### TO DO:
Convert all of the data below into a JSON list of strings with one string per line. Skip blank lines and leave the pictures out.

### DATA PROVIDED:
----

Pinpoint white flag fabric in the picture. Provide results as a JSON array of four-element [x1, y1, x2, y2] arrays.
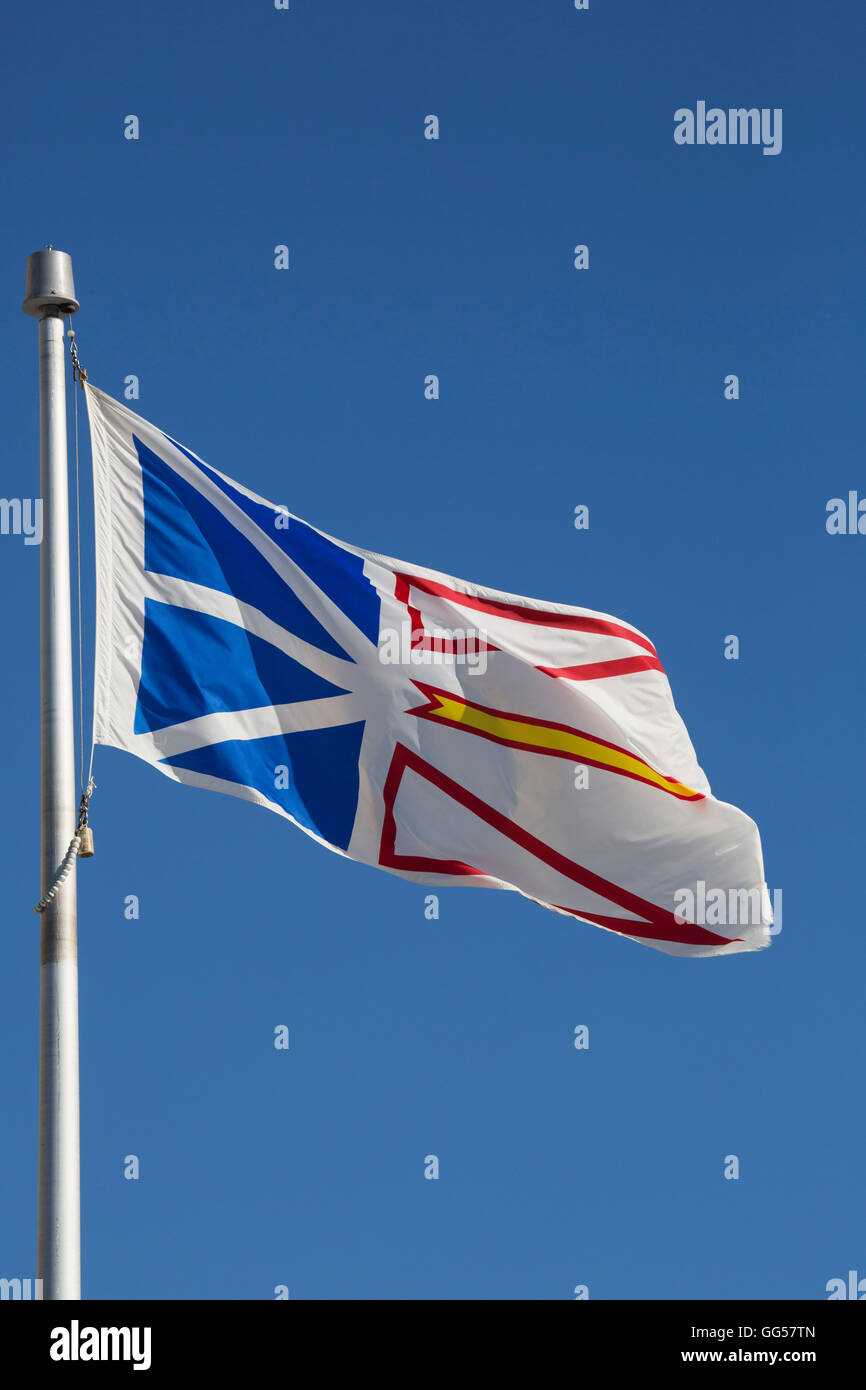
[[86, 385, 771, 956]]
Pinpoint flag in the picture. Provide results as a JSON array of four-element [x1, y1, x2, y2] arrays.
[[86, 385, 773, 956]]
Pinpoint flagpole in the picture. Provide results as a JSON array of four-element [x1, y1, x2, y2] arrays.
[[21, 246, 81, 1300]]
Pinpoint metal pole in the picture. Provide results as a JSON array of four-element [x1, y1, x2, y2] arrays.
[[22, 247, 81, 1300]]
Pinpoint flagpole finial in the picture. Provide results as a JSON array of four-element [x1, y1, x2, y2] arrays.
[[21, 246, 79, 318]]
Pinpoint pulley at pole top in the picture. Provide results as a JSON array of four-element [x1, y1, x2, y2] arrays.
[[21, 246, 79, 318]]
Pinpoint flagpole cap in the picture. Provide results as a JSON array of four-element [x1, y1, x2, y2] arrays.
[[21, 246, 79, 318]]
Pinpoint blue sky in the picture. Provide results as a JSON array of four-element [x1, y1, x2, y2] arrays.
[[0, 0, 866, 1300]]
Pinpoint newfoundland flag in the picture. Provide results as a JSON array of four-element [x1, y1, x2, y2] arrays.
[[86, 386, 771, 956]]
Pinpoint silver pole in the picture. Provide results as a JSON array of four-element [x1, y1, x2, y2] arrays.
[[21, 247, 81, 1300]]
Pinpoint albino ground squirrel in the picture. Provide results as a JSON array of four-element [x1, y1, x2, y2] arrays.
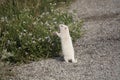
[[56, 24, 77, 63]]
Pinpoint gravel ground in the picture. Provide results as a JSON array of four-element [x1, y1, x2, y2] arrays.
[[11, 0, 120, 80]]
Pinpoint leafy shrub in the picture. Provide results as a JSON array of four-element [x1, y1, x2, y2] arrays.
[[0, 0, 82, 63]]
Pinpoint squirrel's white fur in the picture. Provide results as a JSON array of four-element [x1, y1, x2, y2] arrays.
[[56, 24, 77, 63]]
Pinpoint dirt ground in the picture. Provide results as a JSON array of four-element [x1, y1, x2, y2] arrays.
[[4, 0, 120, 80]]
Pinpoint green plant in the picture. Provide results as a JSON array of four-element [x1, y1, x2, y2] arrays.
[[0, 0, 82, 63]]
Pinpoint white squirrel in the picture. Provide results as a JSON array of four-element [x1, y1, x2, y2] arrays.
[[56, 24, 77, 63]]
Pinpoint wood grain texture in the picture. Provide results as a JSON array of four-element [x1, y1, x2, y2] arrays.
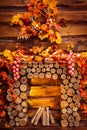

----

### RIGHT ANSWER:
[
  "Pinpoint white flag fabric in the picture. Provide results as a JSON array of four-element [x1, y1, x2, y2] arrays.",
  "[[86, 385, 771, 956]]",
  "Pinpoint flag in the picture. Provide results as a JSON array of four-element [x1, y1, x2, y2] arrays.",
  "[[86, 385, 773, 956]]",
  "Pinpoint flagpole in the picture. Provide results as a JSON array of four-element [x1, y1, x2, y2] arrays.",
  "[[21, 246, 81, 1300]]",
  "Pinpoint metal pole in the picture. Provide results as a JSON array of four-element [x1, y1, x2, y2] arrays.",
  "[[22, 247, 81, 1300]]",
  "Pinpoint flagpole finial in the picture. Provide results as a JSON array of four-element [x1, y1, x2, y2] arrays.",
  "[[21, 246, 79, 318]]",
  "Pinpoint pulley at pole top in the picture. Provide results as a JSON array of four-element [x1, y1, x2, y2] arrays.",
  "[[21, 246, 79, 318]]",
  "Pinpoint flagpole cap in the picture. Provide results as a JSON array of four-element [x1, y1, x2, y2] arrays.",
  "[[21, 246, 79, 318]]",
  "Pinpoint blue sky in the picture. Provide results as a JSON array of four-element [x1, y1, x2, y2] arrays.",
  "[[0, 0, 866, 1300]]",
  "Pinpoint newfoundland flag in the picture. Provide results as a JSON array of four-element [x1, y1, x2, y2] arrays.",
  "[[86, 386, 771, 956]]",
  "Pinpoint silver pole in the picture. Provide results as a JSON array of four-element [x1, y1, x2, y2] arrays.",
  "[[21, 247, 81, 1300]]",
  "Pinpoint albino ground squirrel in the picture. Provide results as a JSON array of four-element [x1, y1, x2, y2] arrays.",
  "[[56, 24, 77, 63]]",
  "Pinpoint gravel ground in the picture. Provide results as a JSON array of four-element [x1, y1, x2, y2] arrays.",
  "[[11, 0, 120, 80]]",
  "Pinpoint leafy shrub in the picture. Provide results as a JSON array of four-element [x1, y1, x2, y2] arrays.",
  "[[0, 0, 82, 63]]",
  "Pinpoint squirrel's white fur in the picture. Provide results as a JSON array of four-element [x1, y1, x2, y2] arrays.",
  "[[56, 24, 77, 63]]",
  "Pinpoint dirt ground in the picture. Provide results as a JSON array of four-element [x1, y1, x2, y2] arrays.",
  "[[4, 0, 120, 80]]",
  "Pinpoint green plant in the picture. Provide results as a JSON array of four-element [x1, y1, x2, y2] arrays.",
  "[[0, 0, 82, 63]]",
  "Pinpoint white squirrel in the picture. Provide results as a JSON array of four-element [x1, y1, x2, y2] arrays.",
  "[[56, 24, 77, 63]]",
  "Pinpoint wood grain texture in the picture. Provide results as a JSON array of four-element [x1, y1, x2, y2] arrays."
]